To do →
Nothing but the lines from the one with "Query: pollen catkin" through the final line of the entries below should be written out, each exactly as given.

Record set →
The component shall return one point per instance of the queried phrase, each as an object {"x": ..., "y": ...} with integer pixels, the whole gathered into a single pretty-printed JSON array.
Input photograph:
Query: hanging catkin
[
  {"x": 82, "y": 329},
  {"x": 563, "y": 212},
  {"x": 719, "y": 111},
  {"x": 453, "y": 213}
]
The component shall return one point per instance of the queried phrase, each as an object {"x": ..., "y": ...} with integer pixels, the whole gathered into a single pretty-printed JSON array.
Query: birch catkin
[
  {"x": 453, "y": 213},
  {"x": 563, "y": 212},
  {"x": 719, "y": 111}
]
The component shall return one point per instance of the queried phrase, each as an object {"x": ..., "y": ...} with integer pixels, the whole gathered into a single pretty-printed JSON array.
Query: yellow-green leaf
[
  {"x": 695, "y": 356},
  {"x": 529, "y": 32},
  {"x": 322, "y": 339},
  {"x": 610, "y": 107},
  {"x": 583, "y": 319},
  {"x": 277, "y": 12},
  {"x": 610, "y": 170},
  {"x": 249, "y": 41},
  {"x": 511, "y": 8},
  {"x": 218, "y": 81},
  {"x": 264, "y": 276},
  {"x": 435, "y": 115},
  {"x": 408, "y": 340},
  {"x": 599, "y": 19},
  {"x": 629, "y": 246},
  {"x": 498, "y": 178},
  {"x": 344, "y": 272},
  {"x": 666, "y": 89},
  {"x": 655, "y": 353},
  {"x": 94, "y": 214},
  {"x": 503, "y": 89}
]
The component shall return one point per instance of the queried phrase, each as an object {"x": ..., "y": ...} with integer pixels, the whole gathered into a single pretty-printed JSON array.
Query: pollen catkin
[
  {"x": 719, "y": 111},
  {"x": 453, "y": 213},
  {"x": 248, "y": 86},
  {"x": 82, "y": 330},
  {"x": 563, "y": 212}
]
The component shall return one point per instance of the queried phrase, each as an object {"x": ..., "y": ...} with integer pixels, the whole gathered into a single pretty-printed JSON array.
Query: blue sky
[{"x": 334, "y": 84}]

Solution for this exercise →
Query: pollen catkin
[
  {"x": 719, "y": 111},
  {"x": 453, "y": 213},
  {"x": 248, "y": 86},
  {"x": 82, "y": 330},
  {"x": 563, "y": 212}
]
The component shall return one point per instance of the queried phrase, each as an object {"x": ..., "y": ...} with integer pixels, the whole gathered into a single pretty-printed JSON array.
Query: blue sky
[{"x": 334, "y": 84}]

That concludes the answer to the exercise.